# WHAT IS REQUIRED:
While you copy the lines below, skip the pictures and keep the rest exact.

# DATA SHOWN:
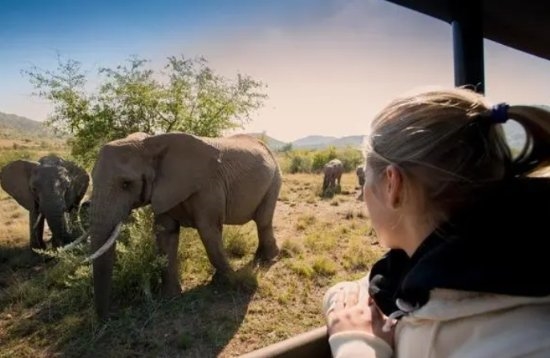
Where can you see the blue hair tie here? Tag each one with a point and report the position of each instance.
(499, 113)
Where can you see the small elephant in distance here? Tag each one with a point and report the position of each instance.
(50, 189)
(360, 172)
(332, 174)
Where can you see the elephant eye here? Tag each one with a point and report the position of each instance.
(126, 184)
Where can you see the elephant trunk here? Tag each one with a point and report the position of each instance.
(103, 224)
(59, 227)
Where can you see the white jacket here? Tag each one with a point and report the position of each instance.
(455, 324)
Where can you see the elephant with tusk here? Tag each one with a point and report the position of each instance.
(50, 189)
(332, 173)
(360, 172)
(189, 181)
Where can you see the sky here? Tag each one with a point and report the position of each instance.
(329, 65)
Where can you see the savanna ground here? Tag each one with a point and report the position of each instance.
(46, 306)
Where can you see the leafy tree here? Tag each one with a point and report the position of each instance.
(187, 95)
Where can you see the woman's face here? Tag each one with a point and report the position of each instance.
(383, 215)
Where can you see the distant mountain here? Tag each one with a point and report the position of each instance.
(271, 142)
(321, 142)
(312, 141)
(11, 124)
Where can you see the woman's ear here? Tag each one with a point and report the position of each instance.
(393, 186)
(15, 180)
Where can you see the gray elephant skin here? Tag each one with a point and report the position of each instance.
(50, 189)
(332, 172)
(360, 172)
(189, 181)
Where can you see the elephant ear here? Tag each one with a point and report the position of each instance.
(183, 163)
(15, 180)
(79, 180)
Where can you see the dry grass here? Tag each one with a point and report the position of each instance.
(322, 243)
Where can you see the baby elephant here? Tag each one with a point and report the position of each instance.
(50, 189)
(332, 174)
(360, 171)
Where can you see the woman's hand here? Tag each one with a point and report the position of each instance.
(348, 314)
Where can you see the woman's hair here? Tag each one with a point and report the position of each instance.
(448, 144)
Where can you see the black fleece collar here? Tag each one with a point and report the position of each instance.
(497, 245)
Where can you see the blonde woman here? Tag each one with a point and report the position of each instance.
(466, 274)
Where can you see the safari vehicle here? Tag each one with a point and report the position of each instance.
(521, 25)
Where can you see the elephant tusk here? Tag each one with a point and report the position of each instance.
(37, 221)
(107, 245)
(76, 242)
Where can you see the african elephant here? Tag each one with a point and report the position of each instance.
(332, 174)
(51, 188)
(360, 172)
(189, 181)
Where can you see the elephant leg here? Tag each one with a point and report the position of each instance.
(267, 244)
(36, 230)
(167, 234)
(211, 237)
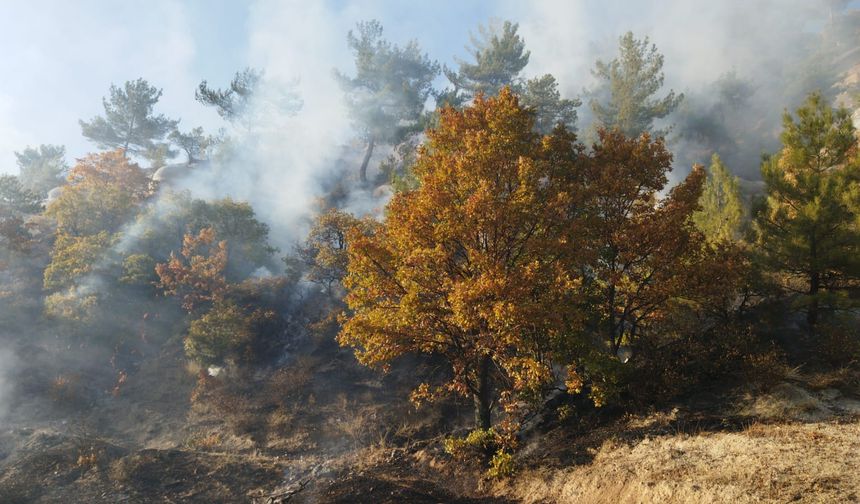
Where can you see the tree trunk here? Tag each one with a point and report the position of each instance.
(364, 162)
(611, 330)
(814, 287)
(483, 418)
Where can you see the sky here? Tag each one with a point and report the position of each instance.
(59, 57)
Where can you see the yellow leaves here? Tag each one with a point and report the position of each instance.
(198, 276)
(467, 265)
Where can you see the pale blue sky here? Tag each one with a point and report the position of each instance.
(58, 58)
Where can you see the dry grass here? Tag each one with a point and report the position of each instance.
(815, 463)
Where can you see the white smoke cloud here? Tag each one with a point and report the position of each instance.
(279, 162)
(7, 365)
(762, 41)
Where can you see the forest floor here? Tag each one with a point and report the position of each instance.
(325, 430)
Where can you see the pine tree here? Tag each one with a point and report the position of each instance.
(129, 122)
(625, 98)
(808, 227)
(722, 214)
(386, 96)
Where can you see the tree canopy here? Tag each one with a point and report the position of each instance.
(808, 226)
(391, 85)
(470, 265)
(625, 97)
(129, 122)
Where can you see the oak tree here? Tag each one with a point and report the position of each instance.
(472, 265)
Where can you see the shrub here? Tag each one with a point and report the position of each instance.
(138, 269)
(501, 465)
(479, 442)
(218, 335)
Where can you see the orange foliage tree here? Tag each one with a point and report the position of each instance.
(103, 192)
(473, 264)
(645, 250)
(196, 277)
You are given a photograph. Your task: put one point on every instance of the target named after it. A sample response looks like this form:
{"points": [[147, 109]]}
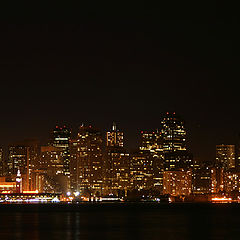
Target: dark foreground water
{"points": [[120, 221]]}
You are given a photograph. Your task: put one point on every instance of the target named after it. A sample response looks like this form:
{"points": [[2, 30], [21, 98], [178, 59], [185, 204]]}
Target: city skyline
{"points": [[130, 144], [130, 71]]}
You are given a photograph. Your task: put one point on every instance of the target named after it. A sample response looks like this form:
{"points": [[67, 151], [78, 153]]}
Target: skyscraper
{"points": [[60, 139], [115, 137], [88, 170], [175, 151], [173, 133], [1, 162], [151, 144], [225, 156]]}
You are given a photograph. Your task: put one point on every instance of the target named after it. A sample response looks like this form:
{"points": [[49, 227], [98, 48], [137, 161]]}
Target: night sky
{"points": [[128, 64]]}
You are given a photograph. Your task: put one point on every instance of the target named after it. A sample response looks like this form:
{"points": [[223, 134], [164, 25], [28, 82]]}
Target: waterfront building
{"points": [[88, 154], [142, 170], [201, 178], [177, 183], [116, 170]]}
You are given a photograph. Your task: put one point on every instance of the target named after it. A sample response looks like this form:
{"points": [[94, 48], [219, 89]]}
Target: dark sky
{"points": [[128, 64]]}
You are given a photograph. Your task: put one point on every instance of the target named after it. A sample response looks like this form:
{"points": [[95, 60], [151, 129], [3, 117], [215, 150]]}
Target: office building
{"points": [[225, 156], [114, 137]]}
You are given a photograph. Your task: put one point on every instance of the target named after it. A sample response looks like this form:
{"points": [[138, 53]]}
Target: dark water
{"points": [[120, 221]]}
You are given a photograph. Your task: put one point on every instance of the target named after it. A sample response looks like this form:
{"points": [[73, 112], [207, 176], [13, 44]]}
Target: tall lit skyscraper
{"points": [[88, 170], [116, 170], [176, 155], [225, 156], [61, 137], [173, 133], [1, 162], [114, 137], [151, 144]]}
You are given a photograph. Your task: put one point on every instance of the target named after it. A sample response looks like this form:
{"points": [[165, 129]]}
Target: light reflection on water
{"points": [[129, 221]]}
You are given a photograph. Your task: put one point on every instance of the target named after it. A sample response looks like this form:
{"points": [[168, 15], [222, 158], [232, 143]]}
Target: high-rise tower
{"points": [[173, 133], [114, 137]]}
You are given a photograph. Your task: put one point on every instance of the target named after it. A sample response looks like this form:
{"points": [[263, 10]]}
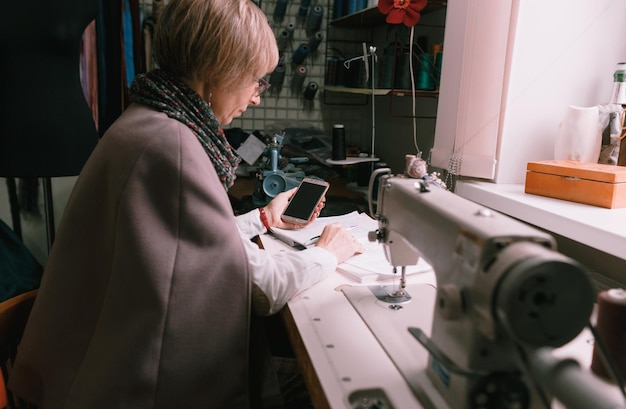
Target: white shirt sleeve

# YOUR RESPONSE:
Where can you see the blue hair tie here? Tag each one with a point and report the position of each instance.
(499, 113)
Where can you see the small elephant in distance here? Tag each one with a point and report the position of each instance.
(50, 189)
(360, 172)
(332, 174)
Where can you see the elephant eye here? Tag each one with a point and report the position of each instance.
(126, 184)
Where can you see the elephant trunk here? Tag each one with a point and report the position of each instance.
(103, 224)
(59, 227)
Where can you see the white jacket here? Tag each one with a point and report the position of each instance.
(455, 324)
Where can you see the elephant with tusk here? Tag each one with a point and report the position of each instance.
(50, 189)
(332, 173)
(360, 172)
(189, 181)
Where can you see the sky here? Tag each one with a point and report the position of each instance.
(329, 65)
Where can you see the savanna ground here? Tag each one with a point and report the position of each instance.
(46, 306)
Where can you see the leafy tree here? Tag each one with a point and report the position of each instance.
(187, 95)
Where can you see the woman's face here? Tag each one with a point and report the position of each instance.
(383, 215)
Where can you see the distant mountain here? Tag each one with a point and report the position of each instance.
(271, 142)
(321, 142)
(312, 141)
(11, 124)
Where can you see the woman's ear here? Tag each one with a point and report the position of each instance.
(393, 186)
(15, 180)
Where can you see the gray elephant skin here? Tag each one with a point and report the position of each instance.
(50, 189)
(332, 172)
(360, 172)
(189, 181)
Where can you see the elephant ear here? Tag each one with a point and report the position of each instance.
(183, 163)
(15, 180)
(79, 180)
Where can you see the dry grass here? Tag each one with a point and report the position of each instance.
(322, 243)
Where can you see the baby elephant here? Tag each one with a point and report the position of each instance.
(50, 189)
(332, 174)
(360, 171)
Where can you see the woman's hand here? Tag each one with a point and report the position of each instance.
(348, 314)
Where can you see the woman's hair here? Tag each one with a point and report the position of each instance.
(448, 144)
Where can you see the black fleece collar here? Tag each one with a point and report the position of each instance.
(497, 245)
Where can you see the blonde woman here? Tag each one with a point and report the position of each instance.
(466, 274)
Where can you see the safari vehicle here? Tag each one with a point and report the position of each instance.
(521, 25)
Where can you see the elephant tusk here? Tag each one with a point and report the position of each instance.
(37, 221)
(107, 245)
(76, 242)
Where can you see the african elephant here? Tag each one with a point and report the position of each instance.
(332, 174)
(51, 188)
(360, 172)
(189, 181)
Where can you see the elephant leg here? Tag each one with a point and report the position of each instance.
(267, 244)
(36, 230)
(167, 234)
(211, 237)
Where can you see the tree trunk here? Tag each one with a point and report the position of each instance.
(364, 162)
(611, 330)
(814, 287)
(483, 418)
Where can you see the sky here? Tag each one with a point and report the position of each instance.
(59, 57)
Where can you see the yellow leaves here? Tag each one with a point and report the position of each instance.
(198, 276)
(467, 265)
Where can you see the pale blue sky here? Tag each one with a point and report the position of each instance.
(58, 58)
Where can you see the dry grass here? Tag each one with a point and report the position of each instance.
(815, 463)
Where can you see the white smoke cloud here? Tag each one with a point and report the position of each instance.
(279, 162)
(7, 365)
(762, 41)
Where can you see the forest floor here? Tag each one with a point and report the position of each instance.
(325, 430)
Where can you see the pine tree here? Tag each one with a point and report the position of each instance.
(129, 122)
(625, 98)
(808, 227)
(722, 214)
(386, 96)
Where can you see the tree canopy here? Tag each one with a point and report the position of each instance.
(808, 226)
(391, 85)
(470, 265)
(625, 97)
(129, 122)
Where can you see the oak tree here? Tag each one with a point and report the position of each instance.
(472, 265)
Where can you see the shrub here? Tag each one with a point and report the position of each instance.
(138, 269)
(501, 465)
(479, 442)
(218, 335)
Where can you see the orange foliage tree here? Tag each one with a point and report the position of each instance.
(103, 192)
(473, 264)
(645, 250)
(196, 277)
You are given a photograph. Your task: put one point on every instance of the target named after it. A sample response looks like this form:
{"points": [[147, 109]]}
Target: dark foreground water
{"points": [[120, 221]]}
You are given a photograph. Your task: put one point on every instance of the target named after it. A sample response looks like this form:
{"points": [[2, 30], [21, 98], [178, 59], [185, 204]]}
Target: city skyline
{"points": [[130, 144], [130, 71]]}
You are given a photograph. Your task: put one point on every instance of the target named after it. A sample response looks like this form:
{"points": [[67, 151], [78, 153]]}
Target: skyscraper
{"points": [[60, 139], [115, 137], [88, 170], [175, 151], [173, 133], [1, 162], [151, 144], [225, 156]]}
You are given a photograph. Your task: put one point on every instance of the target named after it. A sample response looks like this form:
{"points": [[49, 227], [98, 48], [137, 161]]}
Target: night sky
{"points": [[128, 64]]}
You are given a photograph. Your task: put one point on every instance of the target named after it. A sample response looks like this form:
{"points": [[223, 134], [164, 25], [28, 82]]}
Target: waterfront building
{"points": [[88, 154], [142, 170], [201, 178], [177, 183], [116, 170]]}
You are given a photograph. Your task: put one point on every instance of the target named after it. A sample response looks like this form:
{"points": [[94, 48], [219, 89]]}
Target: dark sky
{"points": [[128, 64]]}
You are given a photograph. Your task: put one point on every instance of the target named after it. A sample response looks like this form:
{"points": [[95, 60], [151, 129], [3, 117], [215, 150]]}
Target: office building
{"points": [[225, 156], [114, 137]]}
You are given a photograph. Your task: put one point on every instance of the target named after it. A sample response looks like this form:
{"points": [[138, 53]]}
Target: dark water
{"points": [[120, 221]]}
You are given a photograph. Your task: put one point on every instance of the target named after it. A sample response looks like this form:
{"points": [[73, 112], [207, 176], [13, 44]]}
Target: tall lit skyscraper
{"points": [[88, 170], [116, 170], [176, 155], [225, 156], [61, 137], [173, 133], [1, 162], [114, 137], [151, 144]]}
You are given a photograph. Your task: put one point on every instance of the target named after it. A sample response looks like this form:
{"points": [[165, 129]]}
Target: light reflection on water
{"points": [[129, 221]]}
You are given a photograph. Your task: put one point on every instance of the target named after it. A sample response looks like this form:
{"points": [[168, 15], [222, 158], [232, 143]]}
Target: high-rise tower
{"points": [[173, 133], [114, 137]]}
You are given a photograph. Your task: put one point on every instance of the target named after it. A sample response looks like this form:
{"points": [[263, 10]]}
Target: white shirt sleeve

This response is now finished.